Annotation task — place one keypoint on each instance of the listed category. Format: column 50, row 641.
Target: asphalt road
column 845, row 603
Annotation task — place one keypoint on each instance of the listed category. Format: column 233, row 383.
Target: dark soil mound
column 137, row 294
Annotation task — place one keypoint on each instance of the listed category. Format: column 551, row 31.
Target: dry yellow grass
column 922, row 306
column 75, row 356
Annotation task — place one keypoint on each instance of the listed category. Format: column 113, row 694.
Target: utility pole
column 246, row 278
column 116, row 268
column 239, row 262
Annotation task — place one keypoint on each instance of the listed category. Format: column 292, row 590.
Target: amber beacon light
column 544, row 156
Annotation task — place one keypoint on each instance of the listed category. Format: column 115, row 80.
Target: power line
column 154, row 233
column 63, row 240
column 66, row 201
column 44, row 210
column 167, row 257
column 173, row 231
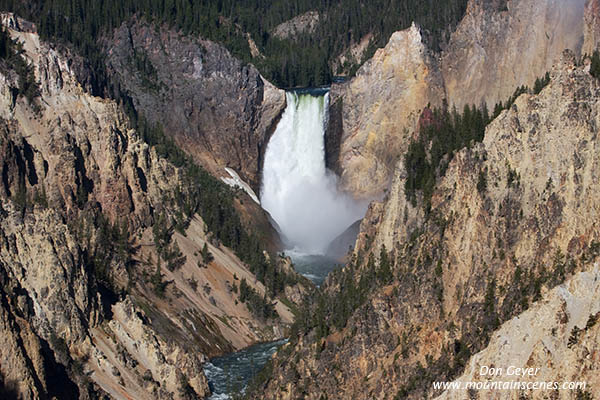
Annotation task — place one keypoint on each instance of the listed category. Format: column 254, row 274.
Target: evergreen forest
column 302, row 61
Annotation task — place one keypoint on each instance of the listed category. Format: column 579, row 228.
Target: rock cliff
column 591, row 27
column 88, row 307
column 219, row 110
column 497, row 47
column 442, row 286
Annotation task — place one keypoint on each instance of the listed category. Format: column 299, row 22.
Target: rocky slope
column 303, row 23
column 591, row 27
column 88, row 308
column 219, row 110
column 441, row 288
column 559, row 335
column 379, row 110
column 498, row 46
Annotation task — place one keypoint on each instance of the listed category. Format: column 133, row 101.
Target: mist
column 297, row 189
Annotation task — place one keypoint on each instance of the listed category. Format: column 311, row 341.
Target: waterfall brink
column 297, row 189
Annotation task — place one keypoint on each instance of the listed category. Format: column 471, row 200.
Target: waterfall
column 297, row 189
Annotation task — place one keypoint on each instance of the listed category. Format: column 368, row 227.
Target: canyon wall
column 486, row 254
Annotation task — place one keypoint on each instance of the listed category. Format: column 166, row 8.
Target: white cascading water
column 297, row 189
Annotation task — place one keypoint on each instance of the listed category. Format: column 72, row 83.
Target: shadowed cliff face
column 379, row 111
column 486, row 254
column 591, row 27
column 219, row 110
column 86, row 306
--
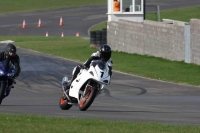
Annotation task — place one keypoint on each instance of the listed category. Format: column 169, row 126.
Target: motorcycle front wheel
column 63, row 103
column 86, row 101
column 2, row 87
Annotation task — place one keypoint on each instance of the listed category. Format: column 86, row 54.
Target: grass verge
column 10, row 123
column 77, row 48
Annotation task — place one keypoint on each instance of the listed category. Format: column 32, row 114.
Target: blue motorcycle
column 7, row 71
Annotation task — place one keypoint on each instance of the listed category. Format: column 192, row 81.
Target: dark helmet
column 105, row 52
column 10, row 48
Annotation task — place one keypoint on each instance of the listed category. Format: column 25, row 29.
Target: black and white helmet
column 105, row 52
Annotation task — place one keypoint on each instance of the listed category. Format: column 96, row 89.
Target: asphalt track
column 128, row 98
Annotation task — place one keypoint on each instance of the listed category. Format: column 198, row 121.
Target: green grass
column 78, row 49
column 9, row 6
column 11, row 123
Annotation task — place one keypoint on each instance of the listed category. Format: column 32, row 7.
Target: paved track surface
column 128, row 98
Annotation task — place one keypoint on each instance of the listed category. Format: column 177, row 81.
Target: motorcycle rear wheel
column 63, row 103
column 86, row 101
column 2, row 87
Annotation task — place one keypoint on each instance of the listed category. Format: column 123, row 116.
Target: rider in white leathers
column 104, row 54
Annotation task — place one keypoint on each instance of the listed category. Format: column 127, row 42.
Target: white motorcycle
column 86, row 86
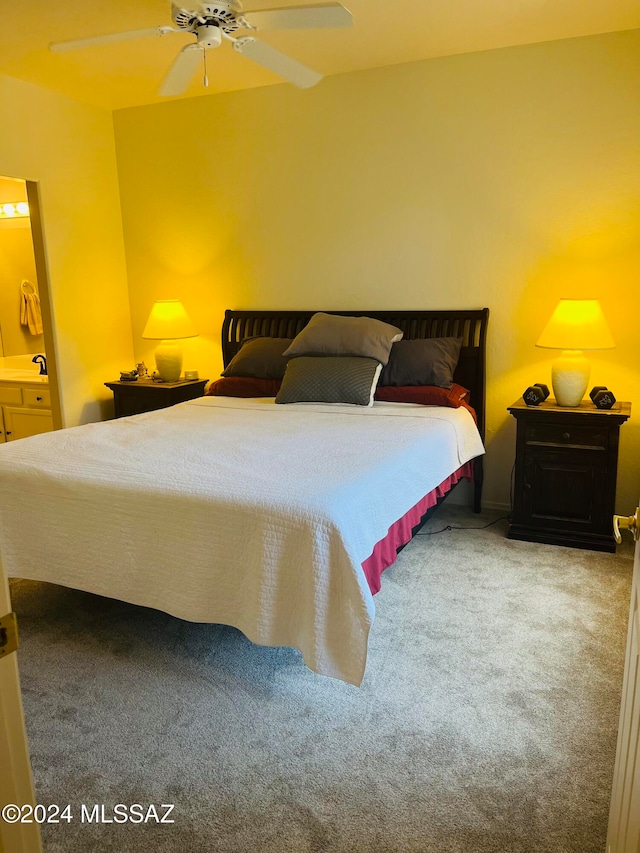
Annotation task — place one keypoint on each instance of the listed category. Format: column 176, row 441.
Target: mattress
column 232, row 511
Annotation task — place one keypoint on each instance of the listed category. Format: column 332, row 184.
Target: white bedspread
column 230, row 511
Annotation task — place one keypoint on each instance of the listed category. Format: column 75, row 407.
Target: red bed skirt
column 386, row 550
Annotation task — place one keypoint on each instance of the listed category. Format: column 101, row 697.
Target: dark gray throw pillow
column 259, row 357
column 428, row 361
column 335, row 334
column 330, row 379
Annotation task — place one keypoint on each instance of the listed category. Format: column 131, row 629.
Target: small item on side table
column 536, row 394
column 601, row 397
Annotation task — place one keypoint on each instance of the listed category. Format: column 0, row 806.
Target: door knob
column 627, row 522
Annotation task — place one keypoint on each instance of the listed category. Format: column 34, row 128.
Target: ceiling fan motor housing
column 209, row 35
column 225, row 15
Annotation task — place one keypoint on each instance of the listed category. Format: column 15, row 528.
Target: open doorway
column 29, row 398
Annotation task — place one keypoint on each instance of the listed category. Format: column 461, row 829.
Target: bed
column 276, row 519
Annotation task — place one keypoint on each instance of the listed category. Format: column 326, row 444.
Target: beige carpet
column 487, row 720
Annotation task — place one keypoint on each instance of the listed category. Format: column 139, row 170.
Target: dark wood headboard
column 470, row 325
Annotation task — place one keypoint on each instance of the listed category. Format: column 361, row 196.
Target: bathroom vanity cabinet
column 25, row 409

Work required:
Turn the listing above, from the line containing "139, row 170." up to and including the line containing "column 25, row 409", into a JSON list of strings with one string per line, leaving out blank lines.

Response:
[
  "Annotation task — place one keypoint on each instance of the listed category. Format: column 139, row 170.",
  "Target: dark wood headboard",
  "column 470, row 325",
  "Annotation task — place one keypoint on each instance of the listed category. Format: column 361, row 196.",
  "Target: bathroom vanity cabinet",
  "column 25, row 409"
]